◆ **Exercise goal**
Please quote every line of the records below word for word, leaving out the pictures.

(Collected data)

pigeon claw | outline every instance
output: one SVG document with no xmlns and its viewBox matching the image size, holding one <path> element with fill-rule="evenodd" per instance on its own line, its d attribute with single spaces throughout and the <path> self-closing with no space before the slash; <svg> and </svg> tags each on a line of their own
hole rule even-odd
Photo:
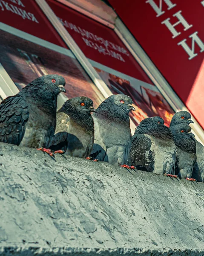
<svg viewBox="0 0 204 256">
<path fill-rule="evenodd" d="M 172 174 L 167 174 L 166 173 L 165 173 L 164 175 L 169 176 L 169 177 L 172 177 L 172 178 L 178 178 L 178 176 L 177 175 L 173 175 Z"/>
<path fill-rule="evenodd" d="M 192 178 L 186 178 L 186 180 L 191 180 L 191 181 L 197 181 L 195 179 L 193 179 Z"/>
<path fill-rule="evenodd" d="M 41 150 L 43 152 L 45 152 L 47 153 L 51 157 L 53 156 L 53 153 L 51 149 L 49 148 L 37 148 L 37 150 Z"/>
<path fill-rule="evenodd" d="M 65 153 L 64 151 L 63 150 L 56 150 L 56 151 L 55 151 L 55 152 L 54 152 L 54 154 L 56 154 L 56 153 L 58 153 L 58 154 L 64 154 Z"/>
<path fill-rule="evenodd" d="M 127 168 L 127 169 L 129 169 L 129 170 L 130 169 L 136 169 L 135 166 L 129 166 L 127 165 L 127 164 L 123 164 L 123 165 L 120 166 L 121 166 L 121 167 L 124 167 L 124 168 Z"/>
<path fill-rule="evenodd" d="M 86 157 L 86 159 L 87 159 L 87 160 L 91 160 L 92 158 L 92 157 Z"/>
</svg>

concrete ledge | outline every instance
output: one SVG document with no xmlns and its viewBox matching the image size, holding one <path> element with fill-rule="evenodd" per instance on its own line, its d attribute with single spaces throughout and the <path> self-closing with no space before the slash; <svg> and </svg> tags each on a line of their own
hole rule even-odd
<svg viewBox="0 0 204 256">
<path fill-rule="evenodd" d="M 189 250 L 169 250 L 168 251 L 159 251 L 158 250 L 142 250 L 136 248 L 132 249 L 118 248 L 102 249 L 99 248 L 45 248 L 30 247 L 0 247 L 0 253 L 2 256 L 15 255 L 15 256 L 71 256 L 81 255 L 82 256 L 203 256 L 203 252 L 193 252 Z"/>
<path fill-rule="evenodd" d="M 1 143 L 0 252 L 204 255 L 204 183 Z"/>
</svg>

◆ **Correct response**
pigeon claw | outline every instance
output: one SVG document with no xmlns and its viewBox matching the image size, holding one <path> element with fill-rule="evenodd" per instance on its own line, its d attribute with single spaces throughout and the <path> self-closing with no space before the slash; <svg> and </svg> tags each on a line of their own
hole rule even-odd
Photo:
<svg viewBox="0 0 204 256">
<path fill-rule="evenodd" d="M 172 174 L 167 174 L 166 173 L 165 173 L 164 175 L 169 176 L 169 177 L 172 177 L 172 178 L 178 178 L 178 176 L 177 175 L 173 175 Z"/>
<path fill-rule="evenodd" d="M 192 178 L 186 178 L 186 180 L 191 180 L 191 181 L 197 181 L 195 179 L 193 179 Z"/>
<path fill-rule="evenodd" d="M 41 150 L 43 152 L 45 152 L 47 153 L 51 157 L 53 156 L 53 153 L 51 149 L 49 148 L 37 148 L 37 150 Z"/>
<path fill-rule="evenodd" d="M 65 153 L 64 151 L 63 150 L 56 150 L 56 151 L 55 151 L 55 152 L 54 152 L 54 154 L 56 154 L 56 153 L 58 153 L 58 154 L 64 154 Z"/>
<path fill-rule="evenodd" d="M 127 168 L 127 169 L 129 169 L 129 170 L 130 169 L 136 169 L 135 166 L 129 166 L 127 165 L 127 164 L 123 164 L 123 165 L 120 166 L 121 166 L 121 167 L 124 167 L 124 168 Z"/>
<path fill-rule="evenodd" d="M 86 157 L 86 159 L 87 159 L 87 160 L 91 160 L 92 158 L 92 157 Z"/>
</svg>

concrete ledge | outline every instance
output: one SVG document with no xmlns and its viewBox matching the image size, holding one <path> element with fill-rule="evenodd" per instance on its own line, its d attribute with single spaces throughout and the <path> self-closing with no space before the slash; <svg> and </svg> tags each on a line of their own
hole rule even-odd
<svg viewBox="0 0 204 256">
<path fill-rule="evenodd" d="M 189 250 L 169 250 L 168 251 L 159 251 L 158 250 L 142 250 L 136 248 L 132 249 L 118 248 L 102 249 L 99 248 L 45 248 L 30 247 L 0 247 L 0 253 L 2 256 L 15 255 L 15 256 L 71 256 L 81 255 L 82 256 L 203 256 L 203 252 L 193 252 Z"/>
<path fill-rule="evenodd" d="M 1 143 L 0 252 L 204 255 L 204 183 Z"/>
</svg>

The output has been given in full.